Exercise ->
Each entry below has to be written out again exactly.

Data for analysis ->
..........

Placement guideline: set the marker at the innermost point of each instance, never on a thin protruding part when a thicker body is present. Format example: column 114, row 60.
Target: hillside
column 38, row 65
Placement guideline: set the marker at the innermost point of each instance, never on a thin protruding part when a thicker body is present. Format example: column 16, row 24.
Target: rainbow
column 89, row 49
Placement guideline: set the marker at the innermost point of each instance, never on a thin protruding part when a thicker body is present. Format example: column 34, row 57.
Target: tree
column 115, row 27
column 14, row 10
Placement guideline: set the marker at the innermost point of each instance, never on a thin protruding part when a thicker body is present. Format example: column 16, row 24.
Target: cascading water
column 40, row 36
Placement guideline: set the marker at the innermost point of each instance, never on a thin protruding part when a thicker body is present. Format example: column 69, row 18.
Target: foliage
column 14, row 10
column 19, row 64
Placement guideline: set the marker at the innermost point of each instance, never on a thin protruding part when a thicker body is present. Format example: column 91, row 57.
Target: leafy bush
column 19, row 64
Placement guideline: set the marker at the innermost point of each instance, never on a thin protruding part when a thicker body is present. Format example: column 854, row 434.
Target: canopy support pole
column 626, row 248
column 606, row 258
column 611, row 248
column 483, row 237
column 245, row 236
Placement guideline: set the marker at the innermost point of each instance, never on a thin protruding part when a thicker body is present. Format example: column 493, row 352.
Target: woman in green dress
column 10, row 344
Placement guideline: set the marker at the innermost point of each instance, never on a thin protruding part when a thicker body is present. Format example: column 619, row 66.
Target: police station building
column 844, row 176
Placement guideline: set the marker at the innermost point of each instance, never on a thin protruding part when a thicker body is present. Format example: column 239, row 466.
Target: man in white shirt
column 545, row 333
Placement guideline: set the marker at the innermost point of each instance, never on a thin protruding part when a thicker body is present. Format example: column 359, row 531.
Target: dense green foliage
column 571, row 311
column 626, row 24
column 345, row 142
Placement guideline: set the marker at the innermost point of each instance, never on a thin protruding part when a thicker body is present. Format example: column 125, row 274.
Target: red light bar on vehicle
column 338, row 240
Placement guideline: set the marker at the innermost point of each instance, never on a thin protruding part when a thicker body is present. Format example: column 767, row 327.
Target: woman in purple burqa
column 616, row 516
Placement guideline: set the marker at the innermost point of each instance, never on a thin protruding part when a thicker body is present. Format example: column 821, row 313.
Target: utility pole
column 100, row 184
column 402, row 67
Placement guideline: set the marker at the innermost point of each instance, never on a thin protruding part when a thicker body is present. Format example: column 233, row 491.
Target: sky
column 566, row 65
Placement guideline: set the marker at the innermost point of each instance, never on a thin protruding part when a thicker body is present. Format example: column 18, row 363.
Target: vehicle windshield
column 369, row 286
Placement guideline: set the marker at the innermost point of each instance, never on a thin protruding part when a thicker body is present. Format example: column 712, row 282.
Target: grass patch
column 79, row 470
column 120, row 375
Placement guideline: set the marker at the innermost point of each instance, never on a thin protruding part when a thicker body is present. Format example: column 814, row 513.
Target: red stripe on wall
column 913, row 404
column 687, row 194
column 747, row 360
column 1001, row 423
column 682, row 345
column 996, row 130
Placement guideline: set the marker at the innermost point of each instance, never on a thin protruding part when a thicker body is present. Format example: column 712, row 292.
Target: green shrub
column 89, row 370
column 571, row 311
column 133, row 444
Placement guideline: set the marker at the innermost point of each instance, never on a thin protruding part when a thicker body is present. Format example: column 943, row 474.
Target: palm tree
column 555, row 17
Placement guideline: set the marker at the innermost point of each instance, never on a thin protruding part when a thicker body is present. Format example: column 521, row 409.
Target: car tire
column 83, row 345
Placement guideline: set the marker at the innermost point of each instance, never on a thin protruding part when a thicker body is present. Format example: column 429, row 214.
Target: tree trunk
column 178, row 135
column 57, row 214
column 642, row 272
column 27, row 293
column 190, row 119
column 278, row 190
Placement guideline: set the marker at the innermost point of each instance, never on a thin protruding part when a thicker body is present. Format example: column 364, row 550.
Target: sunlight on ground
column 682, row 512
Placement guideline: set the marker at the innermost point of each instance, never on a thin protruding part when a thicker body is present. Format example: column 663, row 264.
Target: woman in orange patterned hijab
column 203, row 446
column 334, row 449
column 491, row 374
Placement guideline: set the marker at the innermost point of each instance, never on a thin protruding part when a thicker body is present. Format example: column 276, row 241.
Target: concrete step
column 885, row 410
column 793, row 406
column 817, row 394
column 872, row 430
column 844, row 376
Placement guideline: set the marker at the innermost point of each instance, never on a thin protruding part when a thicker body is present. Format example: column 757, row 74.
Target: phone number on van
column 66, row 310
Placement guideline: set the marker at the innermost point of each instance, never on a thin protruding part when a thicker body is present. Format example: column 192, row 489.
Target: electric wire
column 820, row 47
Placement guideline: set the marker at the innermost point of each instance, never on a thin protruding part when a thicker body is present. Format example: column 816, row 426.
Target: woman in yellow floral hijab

..........

Solution to the exercise ->
Placement guideline: set the marker at the innermost point of each instance, never on a thin protruding part when a thicker body is present. Format example: column 114, row 60.
Target: hillside
column 38, row 65
Placement guideline: set the marker at the innermost point of each instance, never on a thin protruding part when a thicker body is present. Format example: column 16, row 24.
Target: rainbow
column 89, row 49
Placement guideline: set the marker at the innermost point of each instance, never on a thin protruding part when a thicker body is present. Format example: column 34, row 57.
Target: tree
column 115, row 27
column 14, row 10
Placement guideline: set the marker at the innermost point of each instance, never on a thin protruding part when a thicker body is present. Format example: column 16, row 24.
Target: cascading water
column 40, row 36
Placement guideline: set the marker at the innermost point of each instance, never on a thin protruding part when a thicker body is present. Format example: column 69, row 18.
Target: foliage
column 14, row 10
column 19, row 64
Placement guideline: set the marker at the innermost point of each instance, never on a thin protruding part when a thicker body is present. Format example: column 91, row 57.
Target: leafy bush
column 19, row 64
Placement guideline: set the marker at the innermost point of each instance, never on a thin protruding part when a thicker body is present. Format example: column 854, row 434.
Target: canopy support pole
column 626, row 248
column 606, row 258
column 611, row 248
column 483, row 237
column 245, row 236
Placement guideline: set the marker at the innermost point of each instance, never on a thin protruding part when a thicker body is present. Format example: column 493, row 352.
Target: woman in green dress
column 10, row 344
Placement guideline: set the marker at the innermost point of each instance, never on a thin protruding part when a thicker body is present. Format example: column 619, row 66.
Target: police station building
column 844, row 176
Placement guideline: set the marker at the innermost point of each instance, never on a thin protruding part when a thicker body is present. Format example: column 239, row 466.
Target: man in white shirt
column 545, row 333
Placement guideline: set the marker at the innermost point of each instance, never on a thin protruding part when a thicker body is present. Format example: column 359, row 531.
Target: dense green foliage
column 571, row 311
column 626, row 24
column 345, row 142
Placement guideline: set the marker at the innermost point of each instance, never on a thin protruding part when a thicker body is present. Format example: column 125, row 274.
Target: red light bar on vehicle
column 338, row 240
Placement guideline: set the marker at the innermost point of each instance, never on a thin protruding part when a thicker body is present. Format example: column 767, row 327.
Target: woman in purple burqa
column 616, row 516
Placement guideline: set the marker at the innermost point of each instance, never on a thin protruding part when a thicker body is present. Format example: column 821, row 313.
Target: utility pole
column 100, row 184
column 402, row 67
Placement guideline: set the marker at the innermost point of each instance, never on a thin protruding part when a thicker body is present. Format example: column 233, row 491.
Target: sky
column 566, row 65
Placement guideline: set the marker at the innermost point of each instance, never on a thin protruding part when a thicker body is present. Format example: column 18, row 363.
Target: vehicle windshield
column 369, row 286
Placement guideline: set the marker at the innermost point of each instance, never on a thin protruding part when a thicker body is present. Format example: column 712, row 282.
Target: grass patch
column 79, row 470
column 120, row 375
Placement guideline: set the marker at the innermost point of each instance, never on a thin protruding part when a thicker body is present. Format example: column 814, row 513.
Target: red stripe on wall
column 913, row 404
column 687, row 194
column 747, row 360
column 1001, row 423
column 682, row 345
column 996, row 130
Placement guideline: set the marker at the innermost point of each instance, never on a thin protruding part when a thicker body is present. Format example: column 712, row 292.
Target: green shrub
column 89, row 370
column 571, row 311
column 133, row 444
Placement guideline: set the marker at the innermost point of each instance, never on a thin protruding part when a thicker body is present. Format example: column 943, row 474.
Target: palm tree
column 555, row 17
Placement guideline: set the marker at the innermost point of each instance, never on a thin protruding part when a thicker body is present. Format example: column 521, row 409.
Target: car tire
column 83, row 345
Placement guideline: set the marker at the innermost point of each instance, never on a thin protruding part when a thicker body is present. Format example: column 429, row 214.
Target: tree trunk
column 178, row 135
column 57, row 214
column 642, row 272
column 27, row 293
column 190, row 119
column 278, row 190
Placement guideline: set the marker at the innermost point of each instance, never on a thin protruding part when a thicker body is present. Format example: column 364, row 550.
Target: sunlight on ground
column 682, row 512
Placement guideline: set the marker at the innermost point of each instance, never on a thin protruding part when a thicker body is present. Format example: column 663, row 264.
Target: woman in orange patterned hijab
column 203, row 446
column 334, row 449
column 491, row 374
Placement guideline: set the marker at the innermost point of each instance, never on a thin protruding part when a thicker body is present. Format example: column 276, row 241.
Target: concrete step
column 885, row 410
column 793, row 406
column 817, row 394
column 872, row 430
column 844, row 376
Placement guideline: set the marker at the innermost point of each instance, never on a thin protruding part when a thicker body is present. Format example: column 757, row 74.
Target: phone number on van
column 66, row 310
Placement guideline: set the marker at the innermost point of each instance, never on a thin protruding part when a thicker body is present. Format example: column 192, row 489.
Target: electric wire
column 820, row 47
Placement guideline: set the marker at the innermost point of each instance, never on a thin protruding part when a thicker body is present. Format example: column 816, row 426.
Target: woman in yellow floral hijab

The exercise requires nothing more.